To do: Copy all of the data below line for line, without changing a single character.

Extracted records:
====================

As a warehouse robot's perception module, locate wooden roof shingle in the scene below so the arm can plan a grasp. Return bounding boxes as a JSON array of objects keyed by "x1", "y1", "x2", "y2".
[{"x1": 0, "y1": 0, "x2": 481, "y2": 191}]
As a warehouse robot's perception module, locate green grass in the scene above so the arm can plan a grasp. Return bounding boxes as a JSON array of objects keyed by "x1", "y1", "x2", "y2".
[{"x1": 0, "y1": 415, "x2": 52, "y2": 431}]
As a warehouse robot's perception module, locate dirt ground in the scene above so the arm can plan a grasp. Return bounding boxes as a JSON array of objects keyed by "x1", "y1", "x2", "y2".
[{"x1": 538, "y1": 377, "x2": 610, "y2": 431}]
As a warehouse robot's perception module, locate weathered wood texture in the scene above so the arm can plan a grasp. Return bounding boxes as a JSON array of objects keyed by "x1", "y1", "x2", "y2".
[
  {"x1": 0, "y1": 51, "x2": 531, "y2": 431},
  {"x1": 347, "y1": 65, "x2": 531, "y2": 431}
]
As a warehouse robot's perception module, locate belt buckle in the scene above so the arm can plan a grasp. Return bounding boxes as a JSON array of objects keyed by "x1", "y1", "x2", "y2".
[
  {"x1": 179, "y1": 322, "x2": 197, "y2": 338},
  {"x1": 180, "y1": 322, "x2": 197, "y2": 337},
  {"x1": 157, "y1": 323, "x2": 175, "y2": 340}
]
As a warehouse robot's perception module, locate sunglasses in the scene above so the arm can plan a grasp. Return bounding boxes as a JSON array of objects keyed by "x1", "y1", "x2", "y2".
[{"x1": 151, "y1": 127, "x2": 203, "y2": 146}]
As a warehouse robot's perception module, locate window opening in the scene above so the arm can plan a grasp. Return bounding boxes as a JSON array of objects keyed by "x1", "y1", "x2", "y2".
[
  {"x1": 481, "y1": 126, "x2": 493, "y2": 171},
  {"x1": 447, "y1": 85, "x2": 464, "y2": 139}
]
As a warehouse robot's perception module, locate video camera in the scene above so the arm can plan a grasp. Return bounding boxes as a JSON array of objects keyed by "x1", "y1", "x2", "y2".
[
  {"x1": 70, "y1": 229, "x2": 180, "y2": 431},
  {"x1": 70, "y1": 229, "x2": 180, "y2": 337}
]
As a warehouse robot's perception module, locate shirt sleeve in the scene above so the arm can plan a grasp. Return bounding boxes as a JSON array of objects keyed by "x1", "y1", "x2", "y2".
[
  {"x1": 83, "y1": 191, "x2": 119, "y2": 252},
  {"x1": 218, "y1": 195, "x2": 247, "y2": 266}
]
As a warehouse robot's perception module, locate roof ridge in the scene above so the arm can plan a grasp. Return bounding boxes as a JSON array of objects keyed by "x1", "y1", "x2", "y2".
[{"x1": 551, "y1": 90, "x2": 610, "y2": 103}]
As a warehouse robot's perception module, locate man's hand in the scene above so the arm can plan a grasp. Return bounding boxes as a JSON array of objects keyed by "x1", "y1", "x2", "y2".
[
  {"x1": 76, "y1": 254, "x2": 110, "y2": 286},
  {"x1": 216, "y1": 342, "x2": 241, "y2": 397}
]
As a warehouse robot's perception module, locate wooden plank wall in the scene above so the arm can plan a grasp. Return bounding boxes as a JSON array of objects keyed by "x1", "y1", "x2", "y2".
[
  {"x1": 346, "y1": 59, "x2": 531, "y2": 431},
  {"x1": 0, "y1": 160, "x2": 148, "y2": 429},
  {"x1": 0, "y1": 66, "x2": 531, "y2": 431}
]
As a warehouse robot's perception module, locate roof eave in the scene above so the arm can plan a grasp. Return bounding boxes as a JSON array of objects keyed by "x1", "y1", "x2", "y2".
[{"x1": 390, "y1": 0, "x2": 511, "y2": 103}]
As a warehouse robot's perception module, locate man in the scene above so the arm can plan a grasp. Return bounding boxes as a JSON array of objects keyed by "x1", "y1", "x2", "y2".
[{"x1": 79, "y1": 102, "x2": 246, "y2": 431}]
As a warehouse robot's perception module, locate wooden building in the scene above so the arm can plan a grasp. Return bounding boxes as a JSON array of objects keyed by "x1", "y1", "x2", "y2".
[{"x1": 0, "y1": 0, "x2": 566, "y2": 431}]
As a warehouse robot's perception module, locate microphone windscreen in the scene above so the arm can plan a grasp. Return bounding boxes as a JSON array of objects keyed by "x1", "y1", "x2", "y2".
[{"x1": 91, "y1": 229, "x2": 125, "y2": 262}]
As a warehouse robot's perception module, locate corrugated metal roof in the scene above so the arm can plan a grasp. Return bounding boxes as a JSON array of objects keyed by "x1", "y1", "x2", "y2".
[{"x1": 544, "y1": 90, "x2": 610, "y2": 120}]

====================

Expected output:
As a warehouse robot's perception module, locate wooden roof shingle in the scene below so the arm can plan a grasp. Return bounding boxes as a JSON array of objects keyed by "x1", "y1", "x2", "y2".
[{"x1": 0, "y1": 0, "x2": 481, "y2": 191}]
As a warehouse robot's perception module, locate green grass in the scene above so the arm can plan a grasp. Return bounding boxes as a JSON array of objects keyed by "x1", "y1", "x2", "y2".
[{"x1": 0, "y1": 415, "x2": 52, "y2": 431}]
As a warehouse robot's perception module, locate dirt ground in the scene above so the arm can plan a grasp. Return bounding boxes as a JSON array of objects keyed by "x1", "y1", "x2", "y2".
[{"x1": 538, "y1": 377, "x2": 610, "y2": 431}]
As a warehouse robot's perception module, locate weathered wood texture in the scene above so the arm can plan a grasp. Return bounding boxes as a JSON array of objects keyed by "x1", "y1", "x2", "y2".
[
  {"x1": 0, "y1": 51, "x2": 531, "y2": 431},
  {"x1": 347, "y1": 65, "x2": 531, "y2": 431}
]
As a warehouse robot's perception module, locate belt buckle in the scene above so the arm can plan a grasp. Return bounding boxes as a JSON array of objects keyed by "x1", "y1", "x2", "y2".
[
  {"x1": 179, "y1": 322, "x2": 197, "y2": 338},
  {"x1": 180, "y1": 322, "x2": 197, "y2": 337},
  {"x1": 157, "y1": 323, "x2": 175, "y2": 340}
]
As a warehouse robot's perception module, locate sunglasses in the scene above so the arm can plan a grasp. Return bounding boxes as a JSON array of objects keyed by "x1", "y1", "x2", "y2".
[{"x1": 151, "y1": 127, "x2": 203, "y2": 146}]
As a warehouse robot's perception module, locate window opening in the scene above so the arm can plan a grasp. Return bounding boxes as a JSON array of objects keyed by "x1", "y1", "x2", "y2".
[
  {"x1": 481, "y1": 126, "x2": 493, "y2": 171},
  {"x1": 447, "y1": 85, "x2": 464, "y2": 139}
]
As a warehouse robot's perception module, locate video camera in the scene above so the arm can plan a grasp. Return bounding boxes as a JSON array of objects keyed by "x1", "y1", "x2", "y2".
[
  {"x1": 70, "y1": 229, "x2": 180, "y2": 431},
  {"x1": 70, "y1": 229, "x2": 180, "y2": 337}
]
As a warehouse robot's perception module, locate shirt sleeve in the scene above so the arm can plan a grasp. Return bounding boxes as a JSON array of objects keyed by "x1", "y1", "x2", "y2".
[
  {"x1": 83, "y1": 191, "x2": 119, "y2": 252},
  {"x1": 218, "y1": 195, "x2": 247, "y2": 266}
]
As a warehouse robot's perception module, locate roof ridge in the scene above so the arm can plan a grasp. Return bounding boxes as a JSON array of objects keyed by "x1", "y1", "x2", "y2".
[{"x1": 551, "y1": 90, "x2": 610, "y2": 103}]
As a warehouse robot's perception module, locate man's hand in the scene above so the arm can plan a grasp. Return bounding boxes as a JSON array of objects keyed by "x1", "y1", "x2", "y2".
[
  {"x1": 76, "y1": 254, "x2": 110, "y2": 286},
  {"x1": 216, "y1": 342, "x2": 241, "y2": 397}
]
As a warehouse robot's perception module, locate wooden plank wall in the scene above so the arm can plan a grasp. Return bounding boxes as a JSON array of objects keyed by "x1", "y1", "x2", "y2".
[
  {"x1": 346, "y1": 59, "x2": 531, "y2": 431},
  {"x1": 0, "y1": 160, "x2": 148, "y2": 429},
  {"x1": 0, "y1": 66, "x2": 531, "y2": 431}
]
As a warehouse robot's perception module, locate roof eave in the scene above so the arm can plan a grasp. Return bounding boxes as a JSON array of objects keyed by "x1", "y1", "x2", "y2".
[{"x1": 390, "y1": 0, "x2": 511, "y2": 103}]
As a warehouse robot's perception module, locate man in the scene above so the arm can plan a grasp. Return bounding boxes as a JSON array of objects keyed by "x1", "y1", "x2", "y2".
[{"x1": 79, "y1": 102, "x2": 246, "y2": 431}]
As a warehouse robot's perception module, locate wooden building in the scene above so the arm can plan a grasp. Return bounding boxes as a JSON array of objects keyed by "x1", "y1", "x2", "y2".
[{"x1": 0, "y1": 0, "x2": 566, "y2": 431}]
As a warehouse robot's perception module, locate microphone windscreen in the scene above so the arm can plan a grasp. Return bounding boxes as a JSON array of objects keyed by "x1", "y1", "x2", "y2".
[{"x1": 91, "y1": 229, "x2": 125, "y2": 262}]
As a warehouse robot's perception module, locate corrugated metal roof in the scene above so the arm can plan a grasp. Return bounding boxes as a JSON array of objects keyed by "x1", "y1", "x2", "y2".
[{"x1": 544, "y1": 90, "x2": 610, "y2": 120}]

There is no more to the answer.